### [Extracted entries]
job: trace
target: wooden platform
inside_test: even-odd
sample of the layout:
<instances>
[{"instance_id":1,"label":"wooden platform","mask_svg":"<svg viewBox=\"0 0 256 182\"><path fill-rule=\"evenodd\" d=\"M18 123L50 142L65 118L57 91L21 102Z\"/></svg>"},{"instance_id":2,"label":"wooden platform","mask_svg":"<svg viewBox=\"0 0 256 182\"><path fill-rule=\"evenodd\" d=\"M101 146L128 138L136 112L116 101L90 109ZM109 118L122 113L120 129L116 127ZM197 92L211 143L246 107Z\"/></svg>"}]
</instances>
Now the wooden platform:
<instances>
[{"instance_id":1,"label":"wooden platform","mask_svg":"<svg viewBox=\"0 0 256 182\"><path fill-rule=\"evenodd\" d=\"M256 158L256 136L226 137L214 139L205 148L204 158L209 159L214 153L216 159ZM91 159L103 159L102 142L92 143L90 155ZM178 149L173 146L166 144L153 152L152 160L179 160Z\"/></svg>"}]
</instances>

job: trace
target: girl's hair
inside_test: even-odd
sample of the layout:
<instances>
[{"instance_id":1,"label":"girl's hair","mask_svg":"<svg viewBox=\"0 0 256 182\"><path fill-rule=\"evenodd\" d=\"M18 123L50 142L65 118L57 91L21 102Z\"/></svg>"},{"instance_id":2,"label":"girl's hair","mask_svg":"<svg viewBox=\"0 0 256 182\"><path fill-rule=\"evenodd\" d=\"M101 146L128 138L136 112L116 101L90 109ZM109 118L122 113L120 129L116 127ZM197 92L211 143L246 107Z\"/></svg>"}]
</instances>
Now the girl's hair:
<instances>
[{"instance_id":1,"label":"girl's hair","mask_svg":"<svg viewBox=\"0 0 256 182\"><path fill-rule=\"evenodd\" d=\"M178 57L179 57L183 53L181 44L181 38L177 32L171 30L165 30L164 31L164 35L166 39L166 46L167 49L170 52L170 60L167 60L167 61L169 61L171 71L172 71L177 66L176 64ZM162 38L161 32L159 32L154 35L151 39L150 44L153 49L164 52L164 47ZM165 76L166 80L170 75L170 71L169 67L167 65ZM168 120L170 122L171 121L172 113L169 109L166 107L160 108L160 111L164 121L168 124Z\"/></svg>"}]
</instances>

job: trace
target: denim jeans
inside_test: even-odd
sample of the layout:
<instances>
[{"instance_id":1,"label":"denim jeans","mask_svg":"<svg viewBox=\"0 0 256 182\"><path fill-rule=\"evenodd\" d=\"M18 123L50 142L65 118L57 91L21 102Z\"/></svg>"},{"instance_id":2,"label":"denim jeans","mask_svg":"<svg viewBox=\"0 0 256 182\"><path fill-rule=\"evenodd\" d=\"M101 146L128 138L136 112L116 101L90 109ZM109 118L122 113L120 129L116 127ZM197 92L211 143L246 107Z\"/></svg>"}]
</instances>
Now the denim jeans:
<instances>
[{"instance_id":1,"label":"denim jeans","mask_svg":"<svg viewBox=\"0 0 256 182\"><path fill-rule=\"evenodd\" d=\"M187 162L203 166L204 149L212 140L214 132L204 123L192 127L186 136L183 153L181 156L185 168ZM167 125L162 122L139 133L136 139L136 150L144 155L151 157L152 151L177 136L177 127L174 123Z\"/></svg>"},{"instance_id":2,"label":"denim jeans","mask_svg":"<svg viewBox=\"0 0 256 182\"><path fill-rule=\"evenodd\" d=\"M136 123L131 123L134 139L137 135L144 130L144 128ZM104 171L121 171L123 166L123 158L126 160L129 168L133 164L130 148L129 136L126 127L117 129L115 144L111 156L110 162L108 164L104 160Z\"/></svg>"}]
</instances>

### [Problem]
State how many lines of the entries above contain the string "platform", counting only matches in the same case. Reply with the number alone.

### [Task solution]
4